- [WHAT TO PRODUCE]
Take the line with "Can you see the pile" and all lines after it, through the end of the records below, and repeat them exactly.

- [EXERCISE MATERIALS]

____________

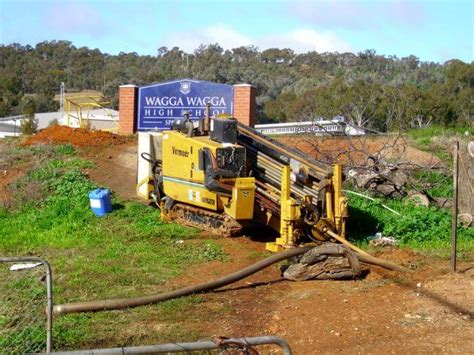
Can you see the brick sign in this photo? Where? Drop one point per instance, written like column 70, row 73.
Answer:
column 160, row 104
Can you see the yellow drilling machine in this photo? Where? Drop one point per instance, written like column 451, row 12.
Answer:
column 221, row 176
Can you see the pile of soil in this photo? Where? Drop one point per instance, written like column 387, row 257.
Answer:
column 354, row 151
column 76, row 136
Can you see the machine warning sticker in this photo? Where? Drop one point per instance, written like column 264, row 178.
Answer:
column 194, row 196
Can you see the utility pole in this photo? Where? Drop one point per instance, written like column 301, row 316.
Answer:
column 61, row 100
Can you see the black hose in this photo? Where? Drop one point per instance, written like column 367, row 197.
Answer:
column 102, row 305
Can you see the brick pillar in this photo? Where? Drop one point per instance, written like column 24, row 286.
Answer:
column 128, row 109
column 244, row 104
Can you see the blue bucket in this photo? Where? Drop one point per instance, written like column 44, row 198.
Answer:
column 100, row 202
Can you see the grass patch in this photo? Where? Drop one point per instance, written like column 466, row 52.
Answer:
column 126, row 253
column 419, row 228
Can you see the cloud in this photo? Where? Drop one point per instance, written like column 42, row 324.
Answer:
column 300, row 40
column 356, row 15
column 226, row 36
column 74, row 17
column 306, row 39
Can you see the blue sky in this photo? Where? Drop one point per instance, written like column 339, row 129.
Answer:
column 432, row 30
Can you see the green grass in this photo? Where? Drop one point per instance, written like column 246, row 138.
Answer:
column 129, row 252
column 419, row 228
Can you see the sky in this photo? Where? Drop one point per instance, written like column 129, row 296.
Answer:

____________

- [TASK ANSWER]
Can you see the pile of soil in this photo? Where? Drop one point per instance, written like column 387, row 257.
Answer:
column 354, row 151
column 76, row 136
Can you see the machine warning sticker in this photo? Where? Drop one point per instance, written like column 264, row 178.
Answer:
column 194, row 196
Can you see the utility pole in this photo? Where? Drop one point per instance, written like column 301, row 316.
Answer:
column 61, row 100
Can you see the black hose in this photo? Where? Drop one point per instance, written like column 367, row 197.
Answer:
column 102, row 305
Can you see the brick pillar in this photo? Where? Drop one point per instance, written like column 24, row 286.
Answer:
column 128, row 109
column 244, row 104
Can you see the blue bucket in this photo? Where? Drop one point per instance, written like column 44, row 198.
Answer:
column 100, row 202
Can you see the grass patch in this photo? Where? Drop one point per instance, written like column 466, row 52.
Answer:
column 126, row 253
column 419, row 228
Can you see the cloud in this photo? Where? Drop one point per instance, written like column 42, row 324.
Answer:
column 300, row 40
column 356, row 15
column 226, row 36
column 74, row 17
column 306, row 39
Can you see the blue sky in this photo? Where? Drop one point per instance, written like column 339, row 129.
Answer:
column 432, row 30
Can you see the green grass in this photo? Where? Drop one point per instance, written like column 246, row 138.
Answer:
column 129, row 252
column 419, row 228
Can you see the sky in this photo? Where? Drop one point per instance, written like column 129, row 296.
Answer:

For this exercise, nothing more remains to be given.